**Problem statement:**
Reproduce every line of the listing below with no changes.

**Records to process:**
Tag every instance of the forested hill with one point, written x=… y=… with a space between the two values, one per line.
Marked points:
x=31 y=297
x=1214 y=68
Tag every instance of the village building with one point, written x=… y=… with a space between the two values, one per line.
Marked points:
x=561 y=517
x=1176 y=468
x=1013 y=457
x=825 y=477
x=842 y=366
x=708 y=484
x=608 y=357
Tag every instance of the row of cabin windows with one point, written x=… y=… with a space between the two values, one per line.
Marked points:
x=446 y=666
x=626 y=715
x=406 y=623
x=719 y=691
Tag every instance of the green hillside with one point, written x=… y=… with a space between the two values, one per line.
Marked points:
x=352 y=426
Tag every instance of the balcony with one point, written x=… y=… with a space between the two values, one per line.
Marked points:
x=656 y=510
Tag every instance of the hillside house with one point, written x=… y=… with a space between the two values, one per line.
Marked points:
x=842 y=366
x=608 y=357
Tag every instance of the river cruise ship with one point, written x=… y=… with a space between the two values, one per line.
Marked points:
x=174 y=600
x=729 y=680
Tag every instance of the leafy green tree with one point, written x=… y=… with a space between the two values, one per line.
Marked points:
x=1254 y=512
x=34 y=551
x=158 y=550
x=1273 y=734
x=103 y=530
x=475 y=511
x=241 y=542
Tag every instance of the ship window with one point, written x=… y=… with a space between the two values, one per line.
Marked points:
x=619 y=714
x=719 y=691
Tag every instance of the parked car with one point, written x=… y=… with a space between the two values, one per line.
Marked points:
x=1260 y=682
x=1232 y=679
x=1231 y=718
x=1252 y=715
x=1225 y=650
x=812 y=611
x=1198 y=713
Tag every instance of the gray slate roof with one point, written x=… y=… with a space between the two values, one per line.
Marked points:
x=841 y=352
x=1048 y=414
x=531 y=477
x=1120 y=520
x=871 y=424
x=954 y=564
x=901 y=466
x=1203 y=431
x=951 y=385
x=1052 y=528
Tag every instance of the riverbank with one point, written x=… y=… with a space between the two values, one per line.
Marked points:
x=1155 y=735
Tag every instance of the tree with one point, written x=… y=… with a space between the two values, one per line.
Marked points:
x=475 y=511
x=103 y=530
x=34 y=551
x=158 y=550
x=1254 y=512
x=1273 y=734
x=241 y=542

**Response to the exercise:**
Tag every instance of the forested hill with one point, written x=… y=… with a space between the two values, one per line.
Marked points:
x=31 y=297
x=1214 y=68
Tag every instance of the village building with one point, written x=… y=… with a space between the two values, one per line.
Marked points:
x=561 y=517
x=1176 y=468
x=1013 y=457
x=825 y=477
x=842 y=366
x=708 y=484
x=608 y=357
Tag every instance of the row of cabin windows with one point, written x=… y=… with a space between the two values, one per line.
Marked points:
x=446 y=666
x=626 y=715
x=406 y=623
x=719 y=691
Tag every instance of the green hillside with one point, written x=… y=… with a space between the two values, one per line.
Marked points:
x=352 y=426
Tag every instance of the balcony with one point, written x=… y=… with a space between the two values, one per line.
Marked points:
x=656 y=510
Tag every instance of the hillside house with one point, written x=… y=… with a space between the two values, one per line.
Marked points:
x=842 y=366
x=608 y=357
Tag every instance of the river cruise ship with one point, written x=… y=… with a space between the two values, one per line.
Marked points:
x=174 y=600
x=729 y=680
Tag every instance of the leafy green tree with one point, written x=… y=… with a space between the two values, one per line.
Marked points:
x=1254 y=512
x=34 y=551
x=158 y=550
x=1273 y=734
x=103 y=530
x=475 y=511
x=241 y=542
Tag every instance of the ship window with one point, written x=… y=… with a space between the two values, one per line.
Marked points:
x=619 y=714
x=719 y=691
Tag every instance of the parked car with one point, written x=… y=… with a space between the two values, one per line.
Marked points:
x=1260 y=682
x=1232 y=679
x=1231 y=718
x=1252 y=715
x=1225 y=650
x=812 y=611
x=1198 y=713
Tag every instance of the gray slate roof with one point, written x=… y=… with a space between the two values, one per line.
Marked points:
x=841 y=352
x=1048 y=414
x=531 y=477
x=1120 y=520
x=871 y=424
x=954 y=564
x=901 y=466
x=1203 y=431
x=951 y=385
x=1052 y=528
Tag every instance of the riverbank with one point, written x=… y=… with a space between the two values, one per line.
Marked points:
x=1155 y=735
Tag every instance of the tree with one point, written x=… y=… with a space between the two values, one per line.
Marked points:
x=475 y=511
x=103 y=530
x=34 y=551
x=158 y=550
x=1254 y=512
x=1273 y=734
x=241 y=542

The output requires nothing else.